**SOURCE EXTRACT**.

※ ※ ※

A federal judge on Tuesday denied a request by pharmaceutical companies to immediately block a Nevada law requiring them to detail diabetes drug prices and disclose manufacturing costs and research investments come July.
The reason, he said: July is more than nine months away.
“I don’t see immediate and irreparable harm here,” U.S. District Judge James Mahan said after hearing arguments for and against the request in Las Vegas. Mahan said he might reconsider if the request were made in March or April, but he facetiously added, “My crystal ball is broken.”
Two pharmaceutical groups, the Pharmaceutical Research and Manufacterers of America and the Biotechnology Innovation Organization, alleged in a lawsuit filed last month that the law, passed during the 2017 legislative session as Senate Bill 539, violates federal patent and trade secret rules.
According to the lawsuit, the bill removes economic incentives protected under patent law for pharmaceutical companies, and it eliminates competition within the industry by removing protection of trade secrets.
“Trade secrets are property. SB 539 destroys the value of that property without recompense,” the lawsuit says.
The groups also allege drug prices would be affected nationwide if their online publication were mandated.

※ ※ ※

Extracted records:
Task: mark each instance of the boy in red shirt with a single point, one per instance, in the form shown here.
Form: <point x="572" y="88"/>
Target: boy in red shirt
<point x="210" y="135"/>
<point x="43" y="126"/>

※ ※ ※

**TASKS AND EXERCISES**.
1) From the news report on the Nevada drug-pricing law, write out the passage that begins with the words "According to the" and ends after the words "of trade secrets.".
2) According to the news report on the Nevada drug-pricing law, in which city did Judge Mahan hear the arguments on the request?

**TASK SOLUTIONS**.
1)
According to the lawsuit, the bill removes economic incentives protected under patent law for pharmaceutical companies, and it eliminates competition within the industry by removing protection of trade secrets.

2) Las Vegas